■ **WRITTEN EXERCISE A**: Please repeat the records word for word, from the line that contains "Point to the wooden pergola" through the last line of the records, with both ends included.

■ **GIVEN TEXT**:
------------------------------
Skip to content

Data Loading And Comparison#

Load, save, summarize, and compare processed EEG arrays.

Classes:

Name Description
DatasetBundle

Container for the six package processed arrays.

Functions:

Name Description
find_processed_data_dir

Find a directory containing all six processed data files.

load_processed_arrays

Load processed EEG arrays.

save_processed_arrays

Save a processed data bundle in the canonical six-file layout.

sha256_file

Compute a SHA256 hash for a file.

summarize_processed_dir

Summarize processed arrays for manifests and provenance reports.

compare_processed_dirs

Compare generated processed arrays with a reference directory.

write_json_report

Write a JSON report with stable formatting.

DatasetBundle dataclass #

DatasetBundle(
    X_train_valid: ndarray,
    y_train_valid: ndarray,
    person_train_valid: ndarray,
    X_test: ndarray,
    y_test: ndarray,
    person_test: ndarray,
)

Container for the six package processed arrays.

Attributes:

Name Type Description
X_train_valid ndarray

Training/validation EEG trials with shape (n, 22, 1000).

y_train_valid ndarray

BCI cue labels for X_train_valid, using labels 769-772.

person_train_valid ndarray

Subject IDs for X_train_valid, shaped (n, 1).

X_test ndarray

Held-out EEG trials with shape (m, 22, 1000).

y_test ndarray

BCI cue labels for X_test, using labels 769-772.

person_test ndarray

Subject IDs for X_test, shaped (m, 1).

Methods:

Name Description
as_dict

Return arrays keyed by their canonical .npy filenames.

as_dict #

as_dict() -> dict[str, ndarray]

Return arrays keyed by their canonical .npy filenames.

Returns:

Type Description
dict[str, ndarray]

Mapping from processed filename to array.

find_processed_data_dir #

find_processed_data_dir(
    candidates: tuple[Path, ...] = LOCAL_CACHE_CANDIDATES,
) -> Path

Find a directory containing all six processed data files.
------------------------------
■ **WRITTEN EXERCISE B**: Quote the data loading documentation above exactly, from "Training/validation EEG trials" through "shaped (n, 1).", inclusive.

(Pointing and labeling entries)
------------------------------
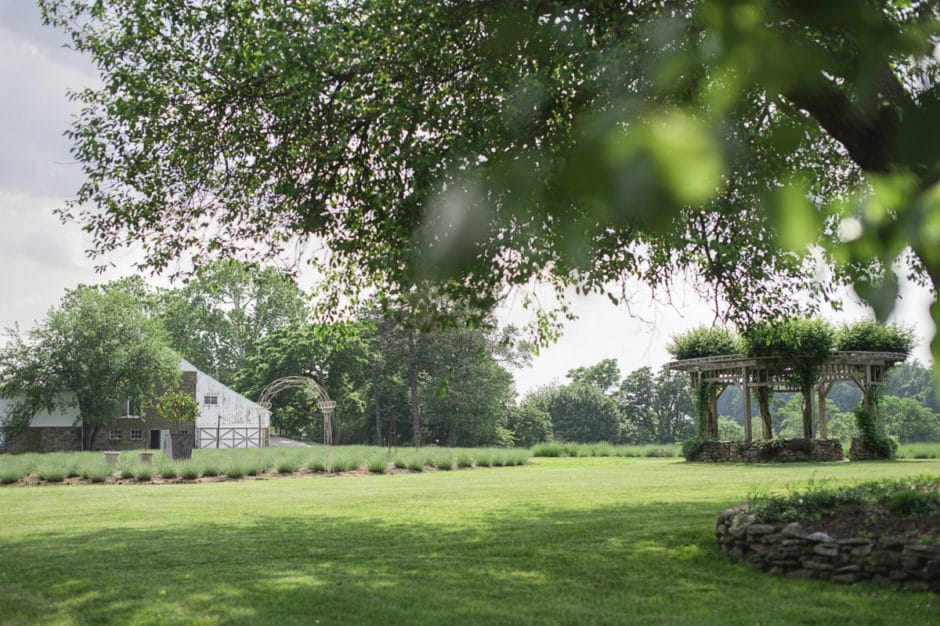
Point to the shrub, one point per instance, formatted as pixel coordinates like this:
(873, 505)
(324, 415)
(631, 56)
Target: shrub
(548, 450)
(692, 446)
(345, 463)
(377, 464)
(703, 342)
(188, 471)
(875, 337)
(10, 475)
(874, 441)
(52, 473)
(484, 459)
(288, 466)
(916, 497)
(236, 470)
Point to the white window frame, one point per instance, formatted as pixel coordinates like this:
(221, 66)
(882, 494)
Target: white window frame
(126, 407)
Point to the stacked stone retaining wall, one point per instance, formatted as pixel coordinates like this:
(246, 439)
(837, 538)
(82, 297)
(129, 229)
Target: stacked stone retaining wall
(770, 451)
(798, 552)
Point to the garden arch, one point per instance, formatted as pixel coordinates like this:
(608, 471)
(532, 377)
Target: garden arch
(321, 397)
(715, 373)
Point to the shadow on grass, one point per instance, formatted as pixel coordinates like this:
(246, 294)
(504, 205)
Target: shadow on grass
(631, 564)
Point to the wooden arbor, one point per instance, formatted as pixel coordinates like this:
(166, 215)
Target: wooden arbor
(713, 374)
(315, 390)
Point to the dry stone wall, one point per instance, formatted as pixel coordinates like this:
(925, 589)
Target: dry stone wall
(798, 552)
(770, 451)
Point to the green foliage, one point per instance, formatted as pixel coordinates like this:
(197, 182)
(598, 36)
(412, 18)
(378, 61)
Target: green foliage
(704, 342)
(178, 407)
(101, 344)
(543, 100)
(820, 499)
(530, 425)
(866, 418)
(168, 470)
(729, 430)
(218, 317)
(603, 450)
(604, 375)
(692, 446)
(875, 337)
(582, 413)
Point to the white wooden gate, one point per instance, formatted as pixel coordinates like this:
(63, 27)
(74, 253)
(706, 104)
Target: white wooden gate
(232, 437)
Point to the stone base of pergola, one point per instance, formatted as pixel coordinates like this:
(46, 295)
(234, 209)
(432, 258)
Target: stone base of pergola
(770, 451)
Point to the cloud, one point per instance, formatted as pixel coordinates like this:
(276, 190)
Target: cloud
(34, 110)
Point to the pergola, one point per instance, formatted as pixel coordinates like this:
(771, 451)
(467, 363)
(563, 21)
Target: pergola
(865, 369)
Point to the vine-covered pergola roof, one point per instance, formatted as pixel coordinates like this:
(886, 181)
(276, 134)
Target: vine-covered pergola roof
(862, 368)
(865, 369)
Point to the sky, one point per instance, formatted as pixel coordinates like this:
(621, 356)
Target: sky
(40, 257)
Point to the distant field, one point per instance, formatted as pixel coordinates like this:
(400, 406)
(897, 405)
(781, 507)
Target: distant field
(561, 541)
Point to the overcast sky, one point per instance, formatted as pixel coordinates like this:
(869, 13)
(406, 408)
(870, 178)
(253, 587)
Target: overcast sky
(40, 257)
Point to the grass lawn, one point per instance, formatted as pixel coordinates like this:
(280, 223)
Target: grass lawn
(564, 540)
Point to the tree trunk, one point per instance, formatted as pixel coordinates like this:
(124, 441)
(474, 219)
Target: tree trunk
(378, 412)
(334, 427)
(807, 412)
(711, 428)
(91, 433)
(413, 376)
(763, 402)
(452, 431)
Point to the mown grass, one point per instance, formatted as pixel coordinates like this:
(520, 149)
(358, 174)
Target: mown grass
(586, 540)
(919, 451)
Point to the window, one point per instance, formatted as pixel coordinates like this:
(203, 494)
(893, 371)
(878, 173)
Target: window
(127, 410)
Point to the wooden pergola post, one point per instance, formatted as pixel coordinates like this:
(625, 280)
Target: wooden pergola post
(748, 436)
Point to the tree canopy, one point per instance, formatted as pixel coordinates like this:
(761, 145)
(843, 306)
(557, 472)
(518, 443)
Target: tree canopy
(101, 344)
(484, 145)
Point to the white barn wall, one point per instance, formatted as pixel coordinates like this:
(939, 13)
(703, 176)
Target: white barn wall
(65, 418)
(231, 411)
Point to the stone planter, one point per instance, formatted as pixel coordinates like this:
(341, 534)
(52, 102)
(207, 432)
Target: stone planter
(179, 446)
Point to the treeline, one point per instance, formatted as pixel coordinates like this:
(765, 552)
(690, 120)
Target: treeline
(246, 325)
(645, 406)
(907, 409)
------------------------------
■ **WORKED SOLUTION A**:
Point to the wooden pergola post, one point per instance, formatted as pixel coordinates like this:
(625, 280)
Target: wooden pergola post
(748, 436)
Point to the tree canopy, one point per instance, formatted as pixel coordinates like this:
(761, 145)
(843, 306)
(557, 472)
(518, 443)
Target: tree canopy
(101, 344)
(484, 145)
Point to the white barn wall, one point per instance, formatted as pixel coordinates like this:
(939, 13)
(703, 176)
Target: white barn wall
(65, 418)
(231, 411)
Point to the stone planter, one point per instance, formatted as pixel coordinates like this:
(341, 534)
(52, 102)
(207, 432)
Target: stone planter
(179, 446)
Point to the treeline, one point per instance, formatted as pixel coordinates like this:
(765, 552)
(690, 120)
Target: treeline
(246, 325)
(645, 406)
(907, 409)

■ **WORKED SOLUTION B**:
Training/validation EEG trials with shape (n, 22, 1000).

y_train_valid ndarray

BCI cue labels for X_train_valid, using labels 769-772.

person_train_valid ndarray

Subject IDs for X_train_valid, shaped (n, 1).